Selected text:
= = = =
Israel-Hamas war: Israel's finance minister can't handle a wartime economy - opinion

MIDDLE ISRAEL: Bezalel Smotrich's utter misunderstanding of wartime economics proves Israel's finance minister should never have been appointed in the first place.

 FINANCE MINISTER Bezalel Smotrich, leader of the Religious Zionist Party. (photo credit: MARC ISRAEL SELLEM/THE JERUSALEM POST)
FINANCE MINISTER Bezalel Smotrich, leader of the Religious Zionist Party.
(photo credit: MARC ISRAEL SELLEM/THE JERUSALEM POST)

Handed successive defeats by Hannibal, Rome resolved to defeat its African invaders whatever the cost.

The vow would be fulfilled. Rome ultimately invaded, razed, and sprinkled Carthage with salt. The cost, however, proved beyond Rome’s means, a problem it solved the way Finance Minister Bezalel Smotrich now treats our own war’s costs.

Compelled to enlist, arm, and pay many more troops, the Romans simply minted more coins from the same amount of silver, thus reducing each coin’s amount of bullion. The result was 50% inflation, a rate that eventually made Rome issue a new currency – the denarius – and thus restore budgetary discipline.

It was one of the first recorded tales about the troubled relationship between war and money, a saga that haunted even superpowers.
= = = =
Dataset section:
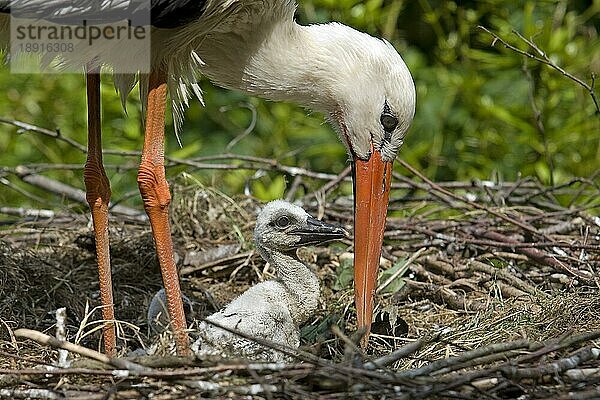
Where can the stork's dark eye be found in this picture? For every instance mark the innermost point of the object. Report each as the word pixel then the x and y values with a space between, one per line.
pixel 283 221
pixel 388 121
= = = =
Exercise directions: Reproduce the passage of the opinion piece on wartime economics that begins with the words containing "Compelled to enlist, arm, and" and ends with "restore budgetary discipline.". The listing comes from a separate source.

Response to the task:
Compelled to enlist, arm, and pay many more troops, the Romans simply minted more coins from the same amount of silver, thus reducing each coin’s amount of bullion. The result was 50% inflation, a rate that eventually made Rome issue a new currency – the denarius – and thus restore budgetary discipline.